- TASK DIRECTIONS
Please restate the data that follows, leaving every word in place.

- DATASET EXCERPTS
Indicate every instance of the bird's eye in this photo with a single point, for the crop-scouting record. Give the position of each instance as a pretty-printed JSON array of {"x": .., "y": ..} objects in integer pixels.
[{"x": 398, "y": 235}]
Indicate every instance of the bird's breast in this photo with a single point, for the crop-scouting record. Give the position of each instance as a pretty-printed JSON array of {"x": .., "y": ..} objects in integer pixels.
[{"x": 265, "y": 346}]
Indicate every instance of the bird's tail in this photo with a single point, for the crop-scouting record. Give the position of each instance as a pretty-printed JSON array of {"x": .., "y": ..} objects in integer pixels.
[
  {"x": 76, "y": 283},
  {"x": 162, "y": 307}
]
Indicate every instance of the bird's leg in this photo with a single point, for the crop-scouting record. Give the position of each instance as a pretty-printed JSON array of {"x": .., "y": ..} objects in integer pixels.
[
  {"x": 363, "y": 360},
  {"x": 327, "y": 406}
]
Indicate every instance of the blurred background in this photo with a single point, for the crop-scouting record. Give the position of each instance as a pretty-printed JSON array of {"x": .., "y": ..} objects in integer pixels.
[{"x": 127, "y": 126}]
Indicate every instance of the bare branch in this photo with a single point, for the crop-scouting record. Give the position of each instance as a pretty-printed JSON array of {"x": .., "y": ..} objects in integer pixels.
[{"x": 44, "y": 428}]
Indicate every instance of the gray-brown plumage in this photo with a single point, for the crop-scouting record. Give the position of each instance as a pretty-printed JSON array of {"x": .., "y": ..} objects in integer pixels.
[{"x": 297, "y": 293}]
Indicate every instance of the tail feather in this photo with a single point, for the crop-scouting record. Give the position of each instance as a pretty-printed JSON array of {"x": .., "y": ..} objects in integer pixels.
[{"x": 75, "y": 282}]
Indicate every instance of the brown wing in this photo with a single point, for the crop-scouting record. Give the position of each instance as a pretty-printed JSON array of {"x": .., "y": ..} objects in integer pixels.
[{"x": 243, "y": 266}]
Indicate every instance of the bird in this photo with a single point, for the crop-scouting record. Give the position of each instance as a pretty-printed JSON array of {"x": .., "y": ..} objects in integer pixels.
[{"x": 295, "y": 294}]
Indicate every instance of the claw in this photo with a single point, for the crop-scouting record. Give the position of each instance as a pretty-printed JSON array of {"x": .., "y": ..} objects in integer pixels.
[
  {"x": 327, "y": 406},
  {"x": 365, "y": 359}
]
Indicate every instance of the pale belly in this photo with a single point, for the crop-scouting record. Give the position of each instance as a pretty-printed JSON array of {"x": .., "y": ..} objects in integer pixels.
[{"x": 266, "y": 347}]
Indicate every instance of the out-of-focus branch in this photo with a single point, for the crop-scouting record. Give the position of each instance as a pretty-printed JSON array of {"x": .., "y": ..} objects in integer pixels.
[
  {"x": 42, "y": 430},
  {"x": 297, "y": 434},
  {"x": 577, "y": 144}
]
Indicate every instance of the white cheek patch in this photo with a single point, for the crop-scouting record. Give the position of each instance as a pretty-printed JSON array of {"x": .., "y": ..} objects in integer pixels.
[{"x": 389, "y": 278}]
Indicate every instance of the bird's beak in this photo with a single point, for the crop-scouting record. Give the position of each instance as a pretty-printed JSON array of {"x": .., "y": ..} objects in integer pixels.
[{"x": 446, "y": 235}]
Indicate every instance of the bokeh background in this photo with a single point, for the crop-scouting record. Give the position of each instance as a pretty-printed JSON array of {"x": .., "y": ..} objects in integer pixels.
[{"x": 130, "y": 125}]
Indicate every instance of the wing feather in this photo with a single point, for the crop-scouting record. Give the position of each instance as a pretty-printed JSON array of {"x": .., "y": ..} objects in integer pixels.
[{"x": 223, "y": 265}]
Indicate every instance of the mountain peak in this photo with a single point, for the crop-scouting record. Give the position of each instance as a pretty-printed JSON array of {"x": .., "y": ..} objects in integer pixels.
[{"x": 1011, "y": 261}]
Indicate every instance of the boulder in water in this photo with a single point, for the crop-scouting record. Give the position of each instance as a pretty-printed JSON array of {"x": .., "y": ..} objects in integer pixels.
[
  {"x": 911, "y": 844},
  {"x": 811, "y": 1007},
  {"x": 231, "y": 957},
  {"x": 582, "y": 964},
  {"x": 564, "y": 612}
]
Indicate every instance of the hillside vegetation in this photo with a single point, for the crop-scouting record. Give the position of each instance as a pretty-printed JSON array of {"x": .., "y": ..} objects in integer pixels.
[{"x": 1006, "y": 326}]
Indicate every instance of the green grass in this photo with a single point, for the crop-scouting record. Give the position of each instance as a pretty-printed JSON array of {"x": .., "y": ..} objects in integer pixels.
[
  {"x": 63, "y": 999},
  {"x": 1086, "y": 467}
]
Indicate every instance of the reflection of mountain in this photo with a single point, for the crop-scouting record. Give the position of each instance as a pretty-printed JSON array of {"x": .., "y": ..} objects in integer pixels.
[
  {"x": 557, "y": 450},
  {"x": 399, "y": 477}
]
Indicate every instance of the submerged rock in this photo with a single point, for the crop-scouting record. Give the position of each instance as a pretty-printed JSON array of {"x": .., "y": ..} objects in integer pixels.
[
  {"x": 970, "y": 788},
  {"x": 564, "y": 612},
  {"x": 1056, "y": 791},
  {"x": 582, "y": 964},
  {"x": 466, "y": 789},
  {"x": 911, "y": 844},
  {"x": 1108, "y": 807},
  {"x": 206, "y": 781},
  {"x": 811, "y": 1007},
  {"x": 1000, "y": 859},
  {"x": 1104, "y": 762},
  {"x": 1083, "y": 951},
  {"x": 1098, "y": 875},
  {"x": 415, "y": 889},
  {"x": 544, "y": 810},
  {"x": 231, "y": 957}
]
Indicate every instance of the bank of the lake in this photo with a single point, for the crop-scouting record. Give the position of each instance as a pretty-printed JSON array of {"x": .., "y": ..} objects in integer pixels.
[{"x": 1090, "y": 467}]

- RESPONSE
Indicate every instance of the bird's eye in this photo with a single point, for the crop-scouting record. Give the position of each instance as a pretty-printed JSON array of {"x": .., "y": ..} objects in integer pixels.
[{"x": 398, "y": 235}]
Indicate every instance of the bird's breast in this photo with a single point, for the crop-scouting record. Give the position of each instance as a pretty-printed JSON array of {"x": .., "y": ..} objects in integer pixels.
[{"x": 265, "y": 346}]
Indicate every instance of the bird's tail in this photo with a single point, for the crop-scouting record. Give the position of each instance as a pretty-printed JSON array of {"x": .., "y": ..} objects in integer pixels.
[
  {"x": 76, "y": 283},
  {"x": 162, "y": 307}
]
Indicate every instance of the bird's leg in this photo with a single point, for the crop-scouting record. Give the position of each instance as a pretty-printed JSON array of {"x": .., "y": ..} objects in integer pixels.
[
  {"x": 363, "y": 360},
  {"x": 327, "y": 406}
]
Indicate every instance of the blurred background in this photo with a single point, for the crop-scouting record. Give the position of each instance as a pretty-printed JSON array of {"x": .., "y": ..} objects in integer pixels.
[{"x": 127, "y": 126}]
Indicate every instance of the bare branch in this photo with a single point, for the crop-scouting record. Give the position of each instance as a pretty-printed JSON array of {"x": .., "y": ..} objects in integer pixels.
[{"x": 44, "y": 428}]
Indicate every instance of the gray-brown plumage in this photo with a single point, for the crop-scouting record. Give the position of each instance as a pretty-printed JSON array of {"x": .., "y": ..} objects in integer pixels.
[{"x": 297, "y": 293}]
Indicate every instance of the tail feather in this photo with a single point, for the crop-scouting record. Give the position of each instance as a pretty-printed JSON array of {"x": .., "y": ..} objects in integer pixels.
[{"x": 75, "y": 282}]
Indicate every instance of the brown wing in this photo with a single point, for the crop-scouting record. Give the position of each instance as a pretty-printed JSON array of {"x": .., "y": ..} objects in integer pixels.
[{"x": 243, "y": 266}]
Indicate every instance of the bird in this photo with a single point, for the crop-scouting record. Give the position of each instance as a pretty-printed JSON array of {"x": .., "y": ..} objects in integer pixels.
[{"x": 295, "y": 294}]
Indicate every instance of the claw in this photo with a single point, for the crop-scouting record. Give the position of each instance as a pretty-printed JSON array of {"x": .., "y": ..} objects in integer pixels.
[
  {"x": 327, "y": 406},
  {"x": 365, "y": 359}
]
Indicate every instance of the pale belly in this photo with a single point, for the crop-scouting record. Give the position of each instance as a pretty-printed JSON array of {"x": .., "y": ..} objects in integer pixels.
[{"x": 266, "y": 347}]
Indicate every instance of the out-of-focus branch in this photo with a single point, for the crop-scouting record. Give the position of each instance as a pretty-printed JSON array of {"x": .., "y": ..} objects in integer pixels.
[
  {"x": 42, "y": 430},
  {"x": 297, "y": 434},
  {"x": 577, "y": 144}
]
Indicate every instance of the white cheek patch in this photo with a single point, for the crop-scouting record. Give the position of each instance as a pretty-printed JSON array of {"x": .., "y": ..} objects in integer pixels.
[{"x": 389, "y": 278}]
Indicate every instance of the bird's beak in this photo with a single point, for the crop-scouting record. Give the position of each instance as a pretty-printed JSON array of {"x": .., "y": ..} objects in integer pixels.
[{"x": 446, "y": 235}]
Indicate every instance of the bokeh background in this photo with a single point, for the crop-scouting record. Give the position of each instance as a pretty-printed JSON array of {"x": .., "y": ..} objects in integer pixels.
[{"x": 130, "y": 125}]
Indicate every instance of the wing feather in this photo with a single point, for the crop-scouting record. Give the position of each instance as a pretty-printed JSON array of {"x": .., "y": ..} objects in integer pixels.
[{"x": 223, "y": 265}]
Indicate every instance of the mountain peak in this photo with a single point, for the crop-scouting record. Give the position of each instance as a pretty-printed JSON array of {"x": .., "y": ..} objects in integer pixels.
[{"x": 1011, "y": 261}]
Indicate every instance of the boulder in water in this photo with a single point, for the crop-scouting record. Give the position of each instance as a pretty-printed JSON array of {"x": .., "y": ..} objects in integer pixels.
[
  {"x": 911, "y": 844},
  {"x": 811, "y": 1007},
  {"x": 231, "y": 957},
  {"x": 582, "y": 964},
  {"x": 564, "y": 612}
]
Indicate every instance of the hillside vegetation in this photo with a single point, for the crop-scouting record. Give the position of each instance as a pretty-printed JSON array of {"x": .., "y": ..} objects in integer pixels.
[{"x": 1006, "y": 326}]
Indicate every instance of the green grass in this photo with a single point, for the crop-scouting record. Give the position of each instance as a pretty-printed JSON array of {"x": .., "y": ..} objects in integer pixels.
[
  {"x": 63, "y": 999},
  {"x": 1086, "y": 467}
]
Indicate every instance of the reflection of mountain in this photo with a single point, for the crop-scouting record. Give the position of each instance as a pretty-printed JSON array of {"x": .., "y": ..} objects in integer pixels.
[
  {"x": 557, "y": 450},
  {"x": 399, "y": 477}
]
Indicate every instance of the submerged rock in this photo with a single point, for the crop-scouting record. Give the position of each instance as a pretty-printed JSON array of {"x": .., "y": ..} objects in integer pixels.
[
  {"x": 970, "y": 788},
  {"x": 564, "y": 612},
  {"x": 1056, "y": 791},
  {"x": 582, "y": 964},
  {"x": 466, "y": 789},
  {"x": 911, "y": 844},
  {"x": 1108, "y": 807},
  {"x": 206, "y": 781},
  {"x": 811, "y": 1007},
  {"x": 1000, "y": 859},
  {"x": 1104, "y": 762},
  {"x": 1083, "y": 951},
  {"x": 1098, "y": 875},
  {"x": 415, "y": 889},
  {"x": 544, "y": 810},
  {"x": 231, "y": 957}
]
Indicate every instance of the bank of the lake in this photo with a single point, for the crop-scouting record. Give the position of each instance as a pretty-printed JSON array of {"x": .., "y": ..} objects in integer pixels.
[{"x": 1090, "y": 467}]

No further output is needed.